Problem requirements — Copy the records word for word, starting with the line that contains "target: black railing" and going on through the line that contains "554), (300, 559)]]".

Data for this exercise —
================================

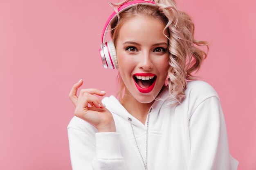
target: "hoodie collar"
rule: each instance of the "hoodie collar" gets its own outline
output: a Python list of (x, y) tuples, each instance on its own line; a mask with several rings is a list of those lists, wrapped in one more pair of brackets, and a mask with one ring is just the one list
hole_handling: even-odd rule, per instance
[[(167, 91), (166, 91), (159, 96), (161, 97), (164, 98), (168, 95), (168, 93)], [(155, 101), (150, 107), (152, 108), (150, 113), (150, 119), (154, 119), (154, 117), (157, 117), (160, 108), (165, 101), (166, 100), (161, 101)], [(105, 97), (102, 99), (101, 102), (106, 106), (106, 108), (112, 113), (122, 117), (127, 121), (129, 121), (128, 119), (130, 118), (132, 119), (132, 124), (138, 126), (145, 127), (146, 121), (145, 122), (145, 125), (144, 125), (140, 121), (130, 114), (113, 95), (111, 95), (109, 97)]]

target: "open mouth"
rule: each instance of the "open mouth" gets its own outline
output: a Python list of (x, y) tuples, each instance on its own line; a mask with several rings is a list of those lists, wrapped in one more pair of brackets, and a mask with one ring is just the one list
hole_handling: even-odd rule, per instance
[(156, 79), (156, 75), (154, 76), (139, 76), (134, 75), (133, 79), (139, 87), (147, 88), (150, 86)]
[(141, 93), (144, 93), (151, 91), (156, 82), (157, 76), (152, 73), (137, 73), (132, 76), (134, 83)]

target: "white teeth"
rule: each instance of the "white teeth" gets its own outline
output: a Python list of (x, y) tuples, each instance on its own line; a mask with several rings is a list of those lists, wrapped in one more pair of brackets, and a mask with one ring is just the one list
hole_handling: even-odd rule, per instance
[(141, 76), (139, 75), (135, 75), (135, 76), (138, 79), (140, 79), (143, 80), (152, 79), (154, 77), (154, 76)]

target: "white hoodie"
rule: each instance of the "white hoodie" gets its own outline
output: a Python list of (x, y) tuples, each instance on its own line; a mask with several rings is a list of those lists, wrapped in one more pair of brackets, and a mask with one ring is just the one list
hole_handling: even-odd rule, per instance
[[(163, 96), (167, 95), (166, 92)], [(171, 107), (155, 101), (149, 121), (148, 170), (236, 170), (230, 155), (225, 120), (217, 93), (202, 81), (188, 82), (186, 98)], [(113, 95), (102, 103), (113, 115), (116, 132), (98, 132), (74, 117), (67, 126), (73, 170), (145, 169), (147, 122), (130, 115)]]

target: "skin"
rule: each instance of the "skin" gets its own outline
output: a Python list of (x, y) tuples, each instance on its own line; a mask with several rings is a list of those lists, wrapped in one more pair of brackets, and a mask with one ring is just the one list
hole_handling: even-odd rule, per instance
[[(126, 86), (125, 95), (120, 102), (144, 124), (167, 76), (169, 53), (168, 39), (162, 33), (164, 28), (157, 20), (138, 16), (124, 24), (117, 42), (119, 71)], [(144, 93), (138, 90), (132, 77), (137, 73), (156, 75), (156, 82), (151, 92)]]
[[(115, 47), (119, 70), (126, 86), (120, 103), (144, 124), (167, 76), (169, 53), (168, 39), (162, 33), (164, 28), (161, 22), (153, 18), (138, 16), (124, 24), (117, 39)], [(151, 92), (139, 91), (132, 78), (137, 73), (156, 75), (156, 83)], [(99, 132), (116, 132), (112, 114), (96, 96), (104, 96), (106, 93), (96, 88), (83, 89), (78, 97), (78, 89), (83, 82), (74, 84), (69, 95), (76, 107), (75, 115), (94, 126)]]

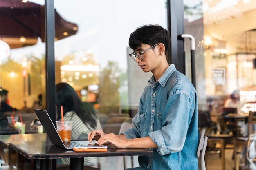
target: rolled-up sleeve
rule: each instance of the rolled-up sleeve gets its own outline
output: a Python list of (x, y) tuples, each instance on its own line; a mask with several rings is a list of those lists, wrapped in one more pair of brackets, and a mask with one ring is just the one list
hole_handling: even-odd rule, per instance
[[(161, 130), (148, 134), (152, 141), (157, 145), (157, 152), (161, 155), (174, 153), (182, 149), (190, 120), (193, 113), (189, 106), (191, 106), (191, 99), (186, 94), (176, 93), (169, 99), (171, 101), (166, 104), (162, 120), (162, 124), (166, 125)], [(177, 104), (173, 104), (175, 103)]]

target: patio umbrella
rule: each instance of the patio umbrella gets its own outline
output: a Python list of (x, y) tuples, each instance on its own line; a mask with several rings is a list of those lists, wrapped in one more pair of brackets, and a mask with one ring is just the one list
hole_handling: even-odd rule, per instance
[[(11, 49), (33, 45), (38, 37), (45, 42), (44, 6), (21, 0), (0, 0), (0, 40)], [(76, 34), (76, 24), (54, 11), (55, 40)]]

================================

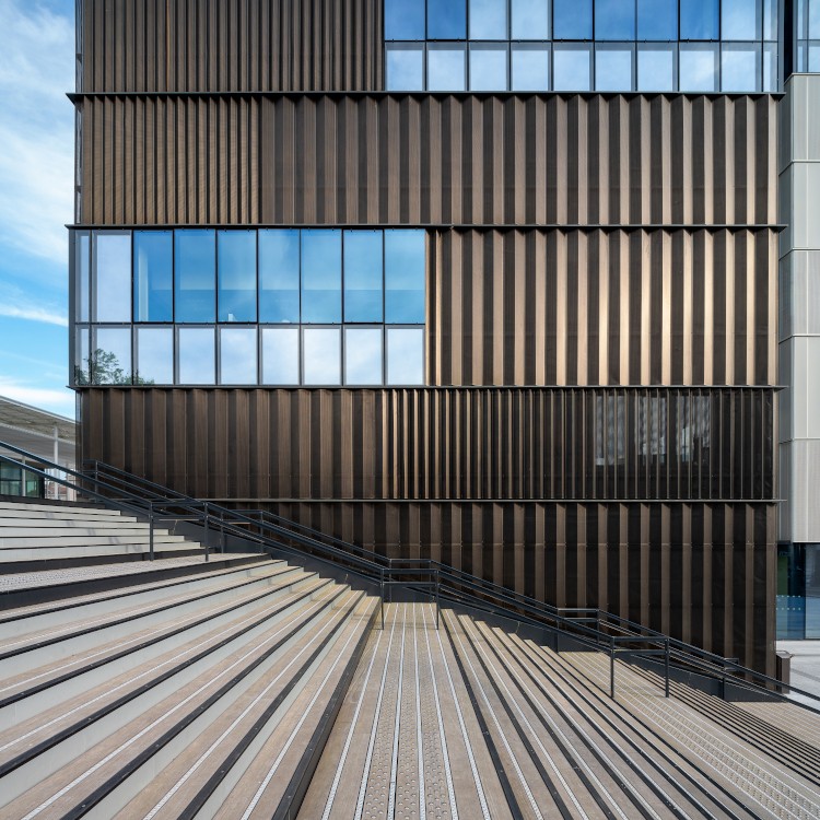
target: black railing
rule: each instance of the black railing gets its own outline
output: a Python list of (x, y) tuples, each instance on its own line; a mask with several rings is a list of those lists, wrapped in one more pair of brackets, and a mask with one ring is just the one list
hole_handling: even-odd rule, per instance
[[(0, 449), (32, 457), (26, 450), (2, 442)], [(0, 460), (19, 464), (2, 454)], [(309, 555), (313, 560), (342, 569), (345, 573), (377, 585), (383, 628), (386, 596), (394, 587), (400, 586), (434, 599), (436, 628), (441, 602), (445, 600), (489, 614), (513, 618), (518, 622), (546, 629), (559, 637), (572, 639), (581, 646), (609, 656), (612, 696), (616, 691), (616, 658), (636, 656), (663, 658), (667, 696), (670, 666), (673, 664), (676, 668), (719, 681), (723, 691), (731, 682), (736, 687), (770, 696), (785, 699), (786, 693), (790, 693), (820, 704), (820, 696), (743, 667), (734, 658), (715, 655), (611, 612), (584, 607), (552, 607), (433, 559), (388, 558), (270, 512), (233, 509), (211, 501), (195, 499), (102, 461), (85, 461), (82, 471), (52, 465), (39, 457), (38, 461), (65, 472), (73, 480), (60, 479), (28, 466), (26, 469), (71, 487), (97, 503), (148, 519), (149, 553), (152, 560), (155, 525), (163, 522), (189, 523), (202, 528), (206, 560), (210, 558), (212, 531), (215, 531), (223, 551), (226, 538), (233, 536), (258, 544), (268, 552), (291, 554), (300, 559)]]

================================

Task response —
target: black railing
rule: each instance of the black railing gets its own outline
output: a Python list of (x, y) tuples, each instance on its own line; a mask with several rings is a list of those lists, wrapped in one more pair of brackets, and a mask with one ring is just the one list
hole_handling: even-odd rule, per instance
[[(0, 449), (32, 457), (26, 450), (2, 442)], [(0, 460), (19, 464), (2, 454)], [(309, 555), (313, 560), (342, 569), (345, 573), (377, 585), (383, 628), (386, 596), (394, 587), (400, 586), (434, 599), (436, 628), (441, 602), (445, 600), (489, 614), (513, 618), (518, 622), (546, 629), (559, 637), (572, 639), (581, 646), (609, 656), (612, 696), (616, 691), (616, 658), (636, 656), (663, 658), (667, 696), (670, 666), (673, 664), (676, 668), (719, 681), (723, 691), (731, 682), (736, 687), (770, 696), (785, 699), (786, 693), (790, 693), (820, 704), (820, 696), (743, 667), (734, 658), (715, 655), (611, 612), (584, 607), (552, 607), (433, 559), (388, 558), (270, 512), (233, 509), (211, 501), (195, 499), (102, 461), (85, 461), (82, 471), (52, 465), (39, 457), (38, 461), (65, 472), (73, 480), (60, 479), (28, 466), (26, 469), (71, 487), (97, 503), (148, 519), (149, 553), (152, 560), (155, 525), (163, 522), (189, 523), (202, 528), (206, 560), (210, 558), (212, 531), (215, 531), (223, 551), (226, 538), (233, 536), (258, 544), (268, 552), (291, 554), (300, 559)]]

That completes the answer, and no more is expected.